Task to carry out
Output every entry exactly as it appears.

Material to process
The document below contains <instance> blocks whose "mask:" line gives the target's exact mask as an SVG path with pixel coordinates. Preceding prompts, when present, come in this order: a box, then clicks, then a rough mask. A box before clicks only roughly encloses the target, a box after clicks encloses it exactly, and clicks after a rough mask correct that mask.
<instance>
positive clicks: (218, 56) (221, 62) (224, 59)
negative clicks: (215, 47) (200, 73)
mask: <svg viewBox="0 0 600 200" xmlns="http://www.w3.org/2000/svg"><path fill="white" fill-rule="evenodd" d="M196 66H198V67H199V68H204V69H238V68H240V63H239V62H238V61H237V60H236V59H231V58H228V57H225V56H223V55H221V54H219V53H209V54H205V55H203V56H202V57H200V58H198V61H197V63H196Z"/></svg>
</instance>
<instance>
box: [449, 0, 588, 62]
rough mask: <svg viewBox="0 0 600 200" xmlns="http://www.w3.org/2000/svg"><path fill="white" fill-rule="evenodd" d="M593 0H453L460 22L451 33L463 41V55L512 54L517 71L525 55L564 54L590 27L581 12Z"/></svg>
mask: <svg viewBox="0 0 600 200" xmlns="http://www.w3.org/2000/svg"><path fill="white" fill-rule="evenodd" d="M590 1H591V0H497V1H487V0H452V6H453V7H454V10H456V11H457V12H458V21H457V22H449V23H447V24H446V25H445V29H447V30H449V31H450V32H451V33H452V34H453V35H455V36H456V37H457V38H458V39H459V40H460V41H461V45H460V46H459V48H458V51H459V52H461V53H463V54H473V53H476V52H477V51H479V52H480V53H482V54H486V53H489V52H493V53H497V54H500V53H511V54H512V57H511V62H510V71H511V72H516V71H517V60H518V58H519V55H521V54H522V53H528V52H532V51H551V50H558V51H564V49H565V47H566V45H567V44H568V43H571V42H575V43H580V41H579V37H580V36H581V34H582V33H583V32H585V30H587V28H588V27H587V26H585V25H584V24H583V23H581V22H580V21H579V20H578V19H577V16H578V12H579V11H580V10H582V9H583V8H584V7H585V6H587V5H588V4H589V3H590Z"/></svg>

Written response
The document below contains <instance> blocks whose "mask:" line gives the target's exact mask as an SVG path with pixel coordinates. Preceding prompts, when present, come in this order: a box, then clicks, then a rough mask. A box before clicks only roughly encloses the target, a box after clicks encloses it exactly, and clicks after a rough mask correct that mask.
<instance>
positive clicks: (218, 56) (221, 62) (224, 59)
negative clicks: (215, 47) (200, 73)
mask: <svg viewBox="0 0 600 200" xmlns="http://www.w3.org/2000/svg"><path fill="white" fill-rule="evenodd" d="M196 66H198V67H199V68H204V69H238V68H240V63H239V62H238V61H237V60H236V59H231V58H228V57H225V56H223V55H221V54H219V53H209V54H205V55H203V56H202V57H200V58H198V61H197V63H196Z"/></svg>
</instance>
<instance>
box: [449, 0, 588, 62]
rough mask: <svg viewBox="0 0 600 200" xmlns="http://www.w3.org/2000/svg"><path fill="white" fill-rule="evenodd" d="M593 0H453L460 22L451 33L463 41V55L512 54L517 71L525 55L564 54L590 27L581 12Z"/></svg>
mask: <svg viewBox="0 0 600 200" xmlns="http://www.w3.org/2000/svg"><path fill="white" fill-rule="evenodd" d="M590 1H591V0H497V1H487V0H452V6H453V7H454V10H456V11H457V12H458V21H457V22H449V23H447V24H446V25H445V29H447V30H449V31H450V32H451V33H452V34H453V35H455V36H456V37H457V38H458V39H459V40H460V41H461V45H460V46H459V48H458V51H459V52H461V53H463V54H473V53H476V52H477V51H479V52H480V53H482V54H486V53H489V52H493V53H497V54H500V53H511V54H512V57H511V62H510V71H511V72H516V71H517V60H518V58H519V55H521V54H522V53H528V52H532V51H551V50H558V51H564V49H565V47H566V45H567V44H568V43H571V42H575V43H580V41H579V37H580V36H581V34H582V33H583V32H585V30H587V28H588V27H587V26H585V25H584V24H583V23H581V22H580V21H579V20H578V19H577V16H578V12H579V11H580V10H582V9H583V8H584V7H585V6H587V5H588V4H589V3H590Z"/></svg>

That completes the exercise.